BRANO FORNITO -
==============================

Le sfide attuali non mettono in discussione solamente il nostro amato paese, ma le nazioni europee nel loro insieme. Principio unitario, ovviamente declinabile nelle varie differenze che intercorrono dal Portogallo alla frontiera orientale, dalla Scandinavia ai paesi mediterranei. Verosimilmente si ripropone un vecchio quesito, se già Adriano Romualdi nel secondo dopoguerra auspicava il superamento del nazionalismo di stampo ottocentesco. Ciò non significa sputare sul Risorgimento e sul primo conflitto mondiale, tutt’altro: vuol dire connettersi in un’ottica futuribile con il corso degli eventi.

La patria insomma non deve ridursi a pensiero paralizzante. Dove si realizza l’interesse nazionale: nel farsi i dispetti tra affini o nel riunire i propri fratelli in un’ottica di potenza? Completando una massima tanto inflazionata: più del dio egualitarista che impone comandamenti servono divinità che spingono l’uomo ad elevarsi, più della famiglia imborghesita quella per cui ogni sforzo – militante, politico o culturale – assume un significato più alto e profondo.

==============================

VOCI MOSTRATE -

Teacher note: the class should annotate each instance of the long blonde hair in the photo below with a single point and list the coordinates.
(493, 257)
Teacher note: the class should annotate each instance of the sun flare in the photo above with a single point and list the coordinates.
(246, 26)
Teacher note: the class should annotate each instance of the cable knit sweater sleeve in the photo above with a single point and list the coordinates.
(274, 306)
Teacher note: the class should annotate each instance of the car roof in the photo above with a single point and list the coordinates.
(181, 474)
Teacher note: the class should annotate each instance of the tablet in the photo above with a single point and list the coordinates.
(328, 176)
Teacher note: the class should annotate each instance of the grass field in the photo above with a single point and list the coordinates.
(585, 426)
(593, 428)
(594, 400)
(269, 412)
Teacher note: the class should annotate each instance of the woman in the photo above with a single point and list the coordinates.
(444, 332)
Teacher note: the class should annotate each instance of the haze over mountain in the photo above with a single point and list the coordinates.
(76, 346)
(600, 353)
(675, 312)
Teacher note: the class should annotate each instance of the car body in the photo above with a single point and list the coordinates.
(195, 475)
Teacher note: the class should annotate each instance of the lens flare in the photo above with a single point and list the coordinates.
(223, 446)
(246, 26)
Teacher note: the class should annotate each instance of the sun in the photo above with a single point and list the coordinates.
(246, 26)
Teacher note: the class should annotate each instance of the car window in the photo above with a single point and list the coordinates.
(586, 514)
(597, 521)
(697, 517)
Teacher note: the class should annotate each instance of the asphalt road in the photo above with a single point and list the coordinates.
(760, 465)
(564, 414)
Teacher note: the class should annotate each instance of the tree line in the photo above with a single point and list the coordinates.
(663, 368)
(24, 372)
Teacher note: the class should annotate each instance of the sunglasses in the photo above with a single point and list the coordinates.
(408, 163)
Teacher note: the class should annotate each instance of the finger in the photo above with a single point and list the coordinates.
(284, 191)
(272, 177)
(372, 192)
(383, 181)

==============================

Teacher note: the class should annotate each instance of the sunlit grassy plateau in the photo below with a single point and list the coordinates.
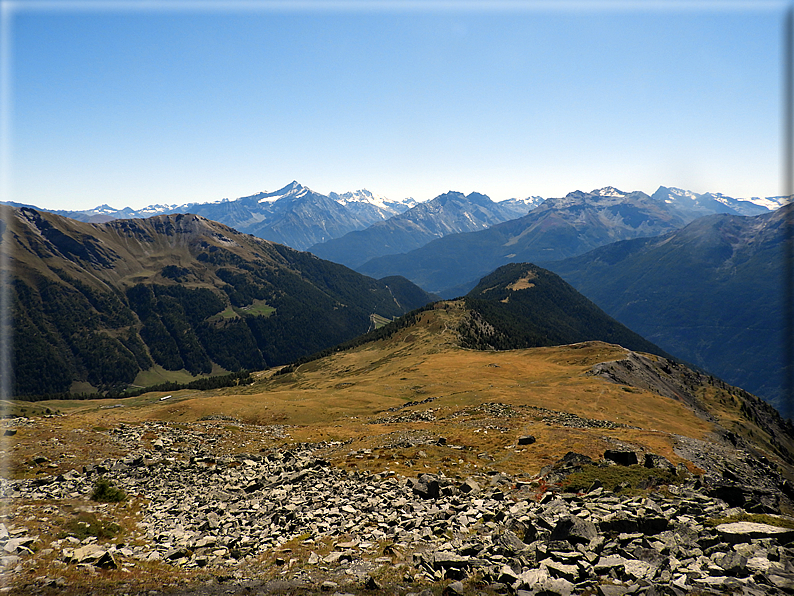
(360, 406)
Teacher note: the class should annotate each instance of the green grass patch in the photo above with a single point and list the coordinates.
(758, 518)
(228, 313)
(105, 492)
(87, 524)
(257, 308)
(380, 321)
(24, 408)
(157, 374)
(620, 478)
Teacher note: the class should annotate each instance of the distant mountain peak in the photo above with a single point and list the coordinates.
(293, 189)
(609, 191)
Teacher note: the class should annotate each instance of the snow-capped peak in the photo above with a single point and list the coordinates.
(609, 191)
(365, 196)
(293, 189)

==============================

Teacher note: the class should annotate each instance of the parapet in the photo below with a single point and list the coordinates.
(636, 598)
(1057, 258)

==============================

COSA FARE -
Prosegui il brano sulla patria e sulle nazioni europee, partendo dopo la sua ultima frase.

RISPOSTA -
Ma che cos’è l’Europa? Facciamo nostre le parole di Adriano Scianca: “l’eterno rinnovarsi in forme diverse di una specifica mentalità, incarnata in popoli storici ben precisi”. Una questione filologica, politica, sociale. E storica, con l’incontro tra Roma e l’Ellade (Graecia capta ferum victorem cepit et artes intulit agresti Latio, ovvero “la Grecia conquistata conquistò il rude vincitore e portò le arti nel Lazio agreste”) sul versante mediterraneo. Succederà successivamente qualcosa di simile sulla direttrice continentale: protagoniste questa volta le genti germaniche, militarmente vittoriose ma allo stesso tempo “vinte” dalla cultura romana. Meccanismi propri di popoli simili, discendenti da antenati comuni.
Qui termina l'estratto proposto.